(SET TASK): Which lines in the listing below contain the word "lamp" with matching case? Report each such line in full.

**********

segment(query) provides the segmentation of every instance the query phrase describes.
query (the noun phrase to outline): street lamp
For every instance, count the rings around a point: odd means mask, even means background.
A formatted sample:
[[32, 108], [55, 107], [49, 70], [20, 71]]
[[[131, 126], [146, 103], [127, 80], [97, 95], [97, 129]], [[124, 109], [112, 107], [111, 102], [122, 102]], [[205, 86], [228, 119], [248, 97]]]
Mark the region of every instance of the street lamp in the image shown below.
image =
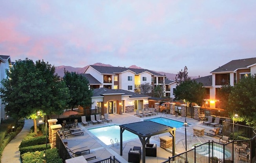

**********

(OUTPUT OF THE TASK):
query (the noun phrase to outline): street lamp
Mark the region of every instance of the street lamp in the image shown below.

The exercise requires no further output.